Belge metni:
######
Emsal Mahkeme Kararı İstanbul Anadolu 9. Asliye Ticaret Mahkemesi 2018/400 E. 2021/904 K. 21.12.2021 T.

Görüntülediğiniz mahkeme kararı henüz kesinleşmemiştir. Yararlı olması amacıyla eklenmiştir.

T.C. İstanbul Anadolu 9. ASLİYE TİCARET MAHKEMESİ

ESAS NO : 2018/400 Esas
KARAR NO : 2021/904

DAVA : İtirazın İptali (Hizmet Sözleşmesinden Kaynaklanan)
######
Ham kayıtlar:

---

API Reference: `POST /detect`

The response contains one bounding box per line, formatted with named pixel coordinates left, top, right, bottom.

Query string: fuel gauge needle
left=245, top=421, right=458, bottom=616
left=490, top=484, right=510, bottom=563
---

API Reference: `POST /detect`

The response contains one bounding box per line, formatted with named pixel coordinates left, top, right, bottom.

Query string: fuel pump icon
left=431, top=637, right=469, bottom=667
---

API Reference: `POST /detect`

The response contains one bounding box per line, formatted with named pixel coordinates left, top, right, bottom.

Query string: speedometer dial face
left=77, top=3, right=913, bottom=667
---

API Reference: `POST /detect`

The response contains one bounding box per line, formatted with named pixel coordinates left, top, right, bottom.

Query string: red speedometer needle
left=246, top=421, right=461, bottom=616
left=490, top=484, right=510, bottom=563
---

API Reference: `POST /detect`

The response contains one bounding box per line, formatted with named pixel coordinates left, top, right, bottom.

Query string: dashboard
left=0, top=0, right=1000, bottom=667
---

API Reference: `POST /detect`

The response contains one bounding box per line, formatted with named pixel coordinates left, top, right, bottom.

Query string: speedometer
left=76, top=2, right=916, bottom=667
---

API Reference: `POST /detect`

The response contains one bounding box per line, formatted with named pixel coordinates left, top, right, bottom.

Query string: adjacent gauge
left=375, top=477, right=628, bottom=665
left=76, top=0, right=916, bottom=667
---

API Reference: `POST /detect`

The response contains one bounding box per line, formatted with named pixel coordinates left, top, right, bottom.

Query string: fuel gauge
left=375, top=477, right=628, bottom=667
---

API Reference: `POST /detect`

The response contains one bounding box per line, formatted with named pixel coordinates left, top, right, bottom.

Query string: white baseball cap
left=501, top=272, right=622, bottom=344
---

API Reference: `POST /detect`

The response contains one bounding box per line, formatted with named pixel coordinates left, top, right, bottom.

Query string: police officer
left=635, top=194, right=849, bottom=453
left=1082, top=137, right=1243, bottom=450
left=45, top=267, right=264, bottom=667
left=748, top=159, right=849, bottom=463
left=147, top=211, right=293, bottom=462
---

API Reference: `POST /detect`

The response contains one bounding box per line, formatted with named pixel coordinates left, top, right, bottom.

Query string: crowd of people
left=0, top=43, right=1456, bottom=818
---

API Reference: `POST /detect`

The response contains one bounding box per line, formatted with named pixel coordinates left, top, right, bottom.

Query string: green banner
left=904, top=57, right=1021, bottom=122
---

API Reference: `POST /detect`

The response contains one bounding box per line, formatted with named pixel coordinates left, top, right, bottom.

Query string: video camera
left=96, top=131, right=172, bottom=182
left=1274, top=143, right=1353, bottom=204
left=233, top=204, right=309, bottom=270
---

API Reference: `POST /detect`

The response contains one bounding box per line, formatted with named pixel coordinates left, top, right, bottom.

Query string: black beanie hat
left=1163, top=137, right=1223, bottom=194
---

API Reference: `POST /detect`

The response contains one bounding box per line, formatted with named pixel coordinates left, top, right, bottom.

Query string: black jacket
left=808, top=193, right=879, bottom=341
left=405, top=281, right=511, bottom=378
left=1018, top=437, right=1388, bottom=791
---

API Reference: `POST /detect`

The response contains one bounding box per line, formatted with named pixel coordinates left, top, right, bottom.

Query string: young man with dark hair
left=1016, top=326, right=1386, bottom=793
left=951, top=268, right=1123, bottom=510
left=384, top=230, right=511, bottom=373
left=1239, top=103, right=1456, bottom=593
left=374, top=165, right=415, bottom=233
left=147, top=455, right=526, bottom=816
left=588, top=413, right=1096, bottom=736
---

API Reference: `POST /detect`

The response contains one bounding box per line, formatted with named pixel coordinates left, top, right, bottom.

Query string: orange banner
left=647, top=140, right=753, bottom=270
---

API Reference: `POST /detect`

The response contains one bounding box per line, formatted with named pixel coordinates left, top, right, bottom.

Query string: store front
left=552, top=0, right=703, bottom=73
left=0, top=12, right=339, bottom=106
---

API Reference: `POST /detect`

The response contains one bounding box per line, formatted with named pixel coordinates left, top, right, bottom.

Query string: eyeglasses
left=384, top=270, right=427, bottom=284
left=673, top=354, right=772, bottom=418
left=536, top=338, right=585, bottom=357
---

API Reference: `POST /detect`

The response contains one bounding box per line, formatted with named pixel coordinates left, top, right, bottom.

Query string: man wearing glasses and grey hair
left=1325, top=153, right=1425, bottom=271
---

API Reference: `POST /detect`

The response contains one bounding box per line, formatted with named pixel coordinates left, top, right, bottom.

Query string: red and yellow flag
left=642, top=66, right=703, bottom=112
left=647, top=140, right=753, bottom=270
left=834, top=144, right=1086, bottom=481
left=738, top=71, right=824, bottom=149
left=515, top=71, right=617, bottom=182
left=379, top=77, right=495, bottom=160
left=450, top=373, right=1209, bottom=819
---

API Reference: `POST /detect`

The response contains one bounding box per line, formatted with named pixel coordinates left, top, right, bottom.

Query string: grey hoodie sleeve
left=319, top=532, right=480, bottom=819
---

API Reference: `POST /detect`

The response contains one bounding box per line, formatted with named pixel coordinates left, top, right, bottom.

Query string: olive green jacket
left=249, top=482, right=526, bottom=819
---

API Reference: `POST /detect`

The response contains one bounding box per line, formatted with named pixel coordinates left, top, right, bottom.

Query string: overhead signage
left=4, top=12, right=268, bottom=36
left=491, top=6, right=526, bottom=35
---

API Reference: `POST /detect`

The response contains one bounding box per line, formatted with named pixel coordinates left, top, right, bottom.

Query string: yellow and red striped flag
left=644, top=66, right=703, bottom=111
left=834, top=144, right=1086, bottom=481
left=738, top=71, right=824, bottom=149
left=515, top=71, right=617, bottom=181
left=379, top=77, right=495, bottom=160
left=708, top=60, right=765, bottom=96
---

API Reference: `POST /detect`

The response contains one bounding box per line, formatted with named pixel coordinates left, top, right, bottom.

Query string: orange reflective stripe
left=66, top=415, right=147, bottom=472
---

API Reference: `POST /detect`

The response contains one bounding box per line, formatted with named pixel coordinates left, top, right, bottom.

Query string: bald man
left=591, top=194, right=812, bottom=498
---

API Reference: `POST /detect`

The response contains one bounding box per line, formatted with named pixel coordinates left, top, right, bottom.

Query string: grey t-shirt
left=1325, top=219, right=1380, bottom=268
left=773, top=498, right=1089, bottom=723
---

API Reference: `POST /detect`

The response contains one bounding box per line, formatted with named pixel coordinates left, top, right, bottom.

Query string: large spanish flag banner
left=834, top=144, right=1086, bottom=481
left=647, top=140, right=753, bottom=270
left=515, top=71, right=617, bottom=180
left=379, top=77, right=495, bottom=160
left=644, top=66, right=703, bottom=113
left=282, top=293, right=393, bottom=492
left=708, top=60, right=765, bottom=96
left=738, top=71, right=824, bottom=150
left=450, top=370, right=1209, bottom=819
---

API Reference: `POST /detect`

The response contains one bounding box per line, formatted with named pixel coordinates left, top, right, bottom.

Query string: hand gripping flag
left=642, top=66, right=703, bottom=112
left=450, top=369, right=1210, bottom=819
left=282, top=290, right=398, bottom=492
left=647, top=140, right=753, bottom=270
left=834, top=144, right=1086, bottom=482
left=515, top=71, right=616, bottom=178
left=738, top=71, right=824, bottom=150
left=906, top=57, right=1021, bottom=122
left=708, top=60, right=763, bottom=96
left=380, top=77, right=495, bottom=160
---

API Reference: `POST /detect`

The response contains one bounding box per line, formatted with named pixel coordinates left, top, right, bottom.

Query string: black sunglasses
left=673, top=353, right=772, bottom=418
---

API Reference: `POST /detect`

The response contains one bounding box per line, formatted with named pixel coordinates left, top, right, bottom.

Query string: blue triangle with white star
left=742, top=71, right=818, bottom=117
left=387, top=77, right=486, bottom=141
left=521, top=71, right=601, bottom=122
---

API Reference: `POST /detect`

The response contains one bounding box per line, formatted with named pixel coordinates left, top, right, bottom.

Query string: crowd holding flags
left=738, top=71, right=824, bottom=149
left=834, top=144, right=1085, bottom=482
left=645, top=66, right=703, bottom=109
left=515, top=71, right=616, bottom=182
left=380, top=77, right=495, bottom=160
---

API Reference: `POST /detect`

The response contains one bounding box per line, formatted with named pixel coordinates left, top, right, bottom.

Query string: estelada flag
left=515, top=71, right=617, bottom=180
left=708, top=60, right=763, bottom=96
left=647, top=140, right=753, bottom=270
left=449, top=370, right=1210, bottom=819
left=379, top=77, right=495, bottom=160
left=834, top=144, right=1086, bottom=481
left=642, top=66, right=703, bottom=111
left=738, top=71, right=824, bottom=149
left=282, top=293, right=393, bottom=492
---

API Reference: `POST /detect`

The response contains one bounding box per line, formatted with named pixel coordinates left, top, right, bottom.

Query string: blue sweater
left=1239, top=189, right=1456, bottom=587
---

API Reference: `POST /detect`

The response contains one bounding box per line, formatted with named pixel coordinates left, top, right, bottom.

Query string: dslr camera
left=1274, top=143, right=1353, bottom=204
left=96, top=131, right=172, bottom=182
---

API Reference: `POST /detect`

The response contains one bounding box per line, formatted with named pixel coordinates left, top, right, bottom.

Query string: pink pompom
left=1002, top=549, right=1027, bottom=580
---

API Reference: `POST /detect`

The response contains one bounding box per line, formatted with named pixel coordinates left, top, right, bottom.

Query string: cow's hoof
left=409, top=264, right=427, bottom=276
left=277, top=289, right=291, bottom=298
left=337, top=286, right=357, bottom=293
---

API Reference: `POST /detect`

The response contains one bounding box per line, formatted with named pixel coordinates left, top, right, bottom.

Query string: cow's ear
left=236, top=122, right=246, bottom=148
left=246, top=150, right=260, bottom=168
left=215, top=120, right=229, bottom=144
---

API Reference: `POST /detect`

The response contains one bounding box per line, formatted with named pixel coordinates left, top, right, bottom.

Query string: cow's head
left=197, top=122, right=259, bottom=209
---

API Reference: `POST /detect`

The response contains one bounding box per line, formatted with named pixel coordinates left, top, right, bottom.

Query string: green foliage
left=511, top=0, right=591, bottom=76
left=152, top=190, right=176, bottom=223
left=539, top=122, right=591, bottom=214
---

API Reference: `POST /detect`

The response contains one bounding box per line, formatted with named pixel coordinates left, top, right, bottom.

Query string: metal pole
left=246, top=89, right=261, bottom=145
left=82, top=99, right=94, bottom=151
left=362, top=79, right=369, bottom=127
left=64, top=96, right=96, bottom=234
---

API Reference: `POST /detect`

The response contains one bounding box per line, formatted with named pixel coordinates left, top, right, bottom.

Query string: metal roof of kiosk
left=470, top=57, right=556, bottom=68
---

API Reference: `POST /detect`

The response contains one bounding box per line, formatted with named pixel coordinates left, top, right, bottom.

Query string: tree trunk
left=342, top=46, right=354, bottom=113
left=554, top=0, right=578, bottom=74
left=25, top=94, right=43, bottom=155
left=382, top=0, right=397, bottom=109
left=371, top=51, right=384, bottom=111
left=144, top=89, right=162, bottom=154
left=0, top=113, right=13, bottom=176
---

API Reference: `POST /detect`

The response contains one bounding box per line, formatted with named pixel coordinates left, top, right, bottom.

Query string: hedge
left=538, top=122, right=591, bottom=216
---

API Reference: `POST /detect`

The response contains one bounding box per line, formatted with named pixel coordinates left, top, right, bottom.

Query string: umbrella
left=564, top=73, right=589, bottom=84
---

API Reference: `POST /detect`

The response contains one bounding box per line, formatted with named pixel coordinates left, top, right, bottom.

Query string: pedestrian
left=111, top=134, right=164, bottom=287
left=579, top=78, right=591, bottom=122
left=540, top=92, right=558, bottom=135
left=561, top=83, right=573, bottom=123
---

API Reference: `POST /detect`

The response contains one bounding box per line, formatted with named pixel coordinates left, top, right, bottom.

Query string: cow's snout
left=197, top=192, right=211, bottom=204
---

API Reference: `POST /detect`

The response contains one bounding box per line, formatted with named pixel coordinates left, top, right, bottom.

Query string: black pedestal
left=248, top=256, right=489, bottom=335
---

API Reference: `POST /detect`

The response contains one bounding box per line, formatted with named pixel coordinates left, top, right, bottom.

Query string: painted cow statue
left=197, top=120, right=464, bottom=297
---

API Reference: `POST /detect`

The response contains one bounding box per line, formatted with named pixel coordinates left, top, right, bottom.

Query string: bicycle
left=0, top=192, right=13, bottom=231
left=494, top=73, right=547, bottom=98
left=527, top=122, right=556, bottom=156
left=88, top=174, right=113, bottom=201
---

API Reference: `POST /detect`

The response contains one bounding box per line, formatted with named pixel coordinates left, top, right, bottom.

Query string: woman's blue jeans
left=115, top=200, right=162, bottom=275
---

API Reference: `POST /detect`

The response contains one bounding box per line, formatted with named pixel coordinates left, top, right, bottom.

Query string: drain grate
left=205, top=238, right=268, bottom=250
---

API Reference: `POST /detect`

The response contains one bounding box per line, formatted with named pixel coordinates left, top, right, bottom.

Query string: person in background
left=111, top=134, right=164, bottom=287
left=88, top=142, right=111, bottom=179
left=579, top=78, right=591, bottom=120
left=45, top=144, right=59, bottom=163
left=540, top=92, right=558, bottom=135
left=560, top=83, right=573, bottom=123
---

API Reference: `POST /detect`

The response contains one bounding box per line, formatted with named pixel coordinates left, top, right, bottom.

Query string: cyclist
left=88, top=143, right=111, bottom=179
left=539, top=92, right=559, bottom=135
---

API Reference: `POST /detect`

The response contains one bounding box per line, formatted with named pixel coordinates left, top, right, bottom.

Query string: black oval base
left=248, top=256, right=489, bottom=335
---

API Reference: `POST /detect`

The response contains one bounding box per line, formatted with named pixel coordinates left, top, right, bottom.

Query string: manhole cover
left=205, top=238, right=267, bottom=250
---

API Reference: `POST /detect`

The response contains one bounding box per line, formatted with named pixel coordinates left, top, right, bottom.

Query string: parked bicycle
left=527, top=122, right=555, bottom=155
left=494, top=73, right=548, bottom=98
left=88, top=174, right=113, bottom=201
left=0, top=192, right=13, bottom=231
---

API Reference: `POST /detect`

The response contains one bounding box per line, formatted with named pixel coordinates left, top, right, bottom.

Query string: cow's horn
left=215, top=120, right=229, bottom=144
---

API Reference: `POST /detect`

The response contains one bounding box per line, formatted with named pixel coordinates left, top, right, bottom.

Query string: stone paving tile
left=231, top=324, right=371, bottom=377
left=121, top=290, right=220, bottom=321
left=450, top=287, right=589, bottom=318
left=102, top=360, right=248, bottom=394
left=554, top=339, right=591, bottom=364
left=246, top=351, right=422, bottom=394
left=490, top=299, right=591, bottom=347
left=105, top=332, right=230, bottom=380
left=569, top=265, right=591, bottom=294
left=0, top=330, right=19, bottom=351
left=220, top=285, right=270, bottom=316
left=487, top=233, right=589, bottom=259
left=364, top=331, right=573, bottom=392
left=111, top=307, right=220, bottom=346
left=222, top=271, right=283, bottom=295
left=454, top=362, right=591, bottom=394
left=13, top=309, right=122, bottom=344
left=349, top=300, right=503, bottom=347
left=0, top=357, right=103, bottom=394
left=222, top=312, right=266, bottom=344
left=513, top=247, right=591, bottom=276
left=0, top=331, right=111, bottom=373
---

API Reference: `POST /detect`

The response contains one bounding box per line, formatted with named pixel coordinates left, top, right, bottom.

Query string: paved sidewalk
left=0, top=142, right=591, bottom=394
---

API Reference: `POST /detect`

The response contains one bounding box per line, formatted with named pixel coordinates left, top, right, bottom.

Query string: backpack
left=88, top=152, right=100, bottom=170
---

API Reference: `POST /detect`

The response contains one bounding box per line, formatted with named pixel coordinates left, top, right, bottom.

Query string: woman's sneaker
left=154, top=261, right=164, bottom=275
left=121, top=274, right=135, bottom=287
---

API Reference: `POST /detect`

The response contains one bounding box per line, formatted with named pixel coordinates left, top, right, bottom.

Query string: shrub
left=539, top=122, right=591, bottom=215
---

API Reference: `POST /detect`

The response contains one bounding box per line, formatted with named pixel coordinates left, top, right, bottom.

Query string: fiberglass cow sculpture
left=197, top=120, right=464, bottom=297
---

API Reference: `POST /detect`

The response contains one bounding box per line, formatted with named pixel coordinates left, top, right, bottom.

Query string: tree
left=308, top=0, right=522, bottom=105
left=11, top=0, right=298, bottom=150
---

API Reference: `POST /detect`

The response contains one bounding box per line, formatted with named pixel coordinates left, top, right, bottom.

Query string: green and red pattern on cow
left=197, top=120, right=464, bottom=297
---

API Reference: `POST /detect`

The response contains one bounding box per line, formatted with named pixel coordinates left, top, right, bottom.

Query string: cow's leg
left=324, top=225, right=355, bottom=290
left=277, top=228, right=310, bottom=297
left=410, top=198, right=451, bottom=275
######
Beklenen: Belge metnindeki "Görüntülediğiniz mahkeme kararı" sözleriyle başlayan paragrafı, ana bilgilerini koruyarak daha kısa tek bir cümle hâline getirin.

Alıştırma çıktısı: Henüz kesinleşmemiş olan bu mahkeme kararı, yararlı olması amacıyla eklenmiştir.